▸ Problems and tasks
a) Set down, word for word, the part of the article on Minoa and remote SaaS sales that opens with the words containing "However, the existing" and closes with "interview with TechCrunch.".
b) Using the article on Minoa and remote SaaS sales, decide whether each statement agrees with it, answering yes or no and quoting the deciding words: (i) Minoa was started in 2022. (ii) Einhorn previously created a sentiment analysis tool for meetings. (iii) Before the pandemic, SaaS sales teams relied mostly on in-person meetings to close deals.

▸ Page text
================
COVID-19 has upended many aspects of busienss, including the way enterprises sell software. As the pandemic kept people at home, SaaS sales teams were forced to adjust their strategies. In the past, they relied mostly on in-person meetings to close deals, but with social distancing measures in place during the pandemic, they turned to the likes of Zoom and Microsoft Teams to woo potential clients.
Both software vendors and buyers suddenly realized that virtual meetings could actually be productive, so many of them are keeping the remote practice even as COVID restrictions are behind us.
However, the existing sales tools are mostly obsolete for online meetings, a gap that prompted Richard Einhorn and Max Elster to start Minoa in 2022 to serve the growing trend of remote B2B sales.
“The SaaS ecosystem is quite mature in the States, but when it comes to sales, and the way sales reps interact with their customers, not much has changed in like the last 10 years,” said Einhorn in an interview with TechCrunch.
Minoa’s solution is a sales platform that helps SaaS vendors and their customers to asynchronously track a deal’s lifecycle, with tools that cover everything from value management (i.e. is this product driving revenue or improving workflow?), quoting, to pricing.
Einhorn and Elster, 24 and 26 years old respectively, are both second-time entrepreneurs who experienced first-hand the hassle of managing SaaS purchases at their previous companies. Einhorn previously built an invoice automation product for small and medium businesses and Elster created a sentiment analysis tool for meetings.
================
▸ Information

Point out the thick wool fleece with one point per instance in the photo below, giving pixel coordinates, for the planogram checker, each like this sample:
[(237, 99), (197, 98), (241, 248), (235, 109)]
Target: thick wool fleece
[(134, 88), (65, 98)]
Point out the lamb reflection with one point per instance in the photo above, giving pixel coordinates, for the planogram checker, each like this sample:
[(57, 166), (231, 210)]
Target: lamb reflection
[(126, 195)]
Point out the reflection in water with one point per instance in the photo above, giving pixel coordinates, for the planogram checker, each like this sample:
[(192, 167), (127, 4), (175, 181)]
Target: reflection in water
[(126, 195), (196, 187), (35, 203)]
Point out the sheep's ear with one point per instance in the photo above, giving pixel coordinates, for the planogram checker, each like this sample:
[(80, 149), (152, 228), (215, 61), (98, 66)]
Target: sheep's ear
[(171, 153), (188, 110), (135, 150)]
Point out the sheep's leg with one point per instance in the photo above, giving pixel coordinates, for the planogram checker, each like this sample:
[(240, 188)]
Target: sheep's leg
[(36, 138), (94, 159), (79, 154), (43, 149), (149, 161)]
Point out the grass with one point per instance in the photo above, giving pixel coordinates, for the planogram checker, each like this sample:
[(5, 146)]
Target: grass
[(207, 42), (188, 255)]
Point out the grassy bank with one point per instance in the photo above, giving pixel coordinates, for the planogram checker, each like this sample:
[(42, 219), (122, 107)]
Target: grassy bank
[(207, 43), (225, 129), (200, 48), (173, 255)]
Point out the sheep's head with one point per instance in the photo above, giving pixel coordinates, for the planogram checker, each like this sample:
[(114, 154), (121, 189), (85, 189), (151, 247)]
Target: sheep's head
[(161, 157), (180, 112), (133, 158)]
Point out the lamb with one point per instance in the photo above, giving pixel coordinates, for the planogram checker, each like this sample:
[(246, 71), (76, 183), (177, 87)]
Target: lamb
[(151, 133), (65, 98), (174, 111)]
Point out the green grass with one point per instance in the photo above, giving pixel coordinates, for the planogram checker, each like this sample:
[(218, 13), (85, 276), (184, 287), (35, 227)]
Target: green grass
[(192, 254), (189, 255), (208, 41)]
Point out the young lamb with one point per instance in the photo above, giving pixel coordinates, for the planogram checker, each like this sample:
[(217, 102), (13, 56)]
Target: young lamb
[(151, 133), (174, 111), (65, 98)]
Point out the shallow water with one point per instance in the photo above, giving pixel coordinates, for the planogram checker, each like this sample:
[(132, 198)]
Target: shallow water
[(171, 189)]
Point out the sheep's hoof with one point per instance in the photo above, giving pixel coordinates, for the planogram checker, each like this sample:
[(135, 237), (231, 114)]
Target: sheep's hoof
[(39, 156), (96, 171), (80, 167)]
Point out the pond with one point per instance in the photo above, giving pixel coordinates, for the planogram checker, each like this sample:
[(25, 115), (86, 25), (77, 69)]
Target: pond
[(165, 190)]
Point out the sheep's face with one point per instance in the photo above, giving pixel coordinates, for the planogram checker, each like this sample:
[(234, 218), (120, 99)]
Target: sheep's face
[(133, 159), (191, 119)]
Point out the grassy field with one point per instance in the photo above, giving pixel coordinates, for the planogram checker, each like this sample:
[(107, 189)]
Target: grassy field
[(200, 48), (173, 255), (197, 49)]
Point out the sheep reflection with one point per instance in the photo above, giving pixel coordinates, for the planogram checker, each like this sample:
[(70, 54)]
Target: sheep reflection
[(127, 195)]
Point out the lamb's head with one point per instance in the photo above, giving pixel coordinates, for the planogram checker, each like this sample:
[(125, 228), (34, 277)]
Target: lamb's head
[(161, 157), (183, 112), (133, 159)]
================
▸ Exercise results
a)
However, the existing sales tools are mostly obsolete for online meetings, a gap that prompted Richard Einhorn and Max Elster to start Minoa in 2022 to serve the growing trend of remote B2B sales.
“The SaaS ecosystem is quite mature in the States, but when it comes to sales, and the way sales reps interact with their customers, not much has changed in like the last 10 years,” said Einhorn in an interview with TechCrunch.

b)
(i) Yes: "start Minoa in 2022"
(ii) No: "Einhorn previously built an invoice automation product for small and medium businesses"
(iii) Yes: "they relied mostly on in-person meetings to close deals"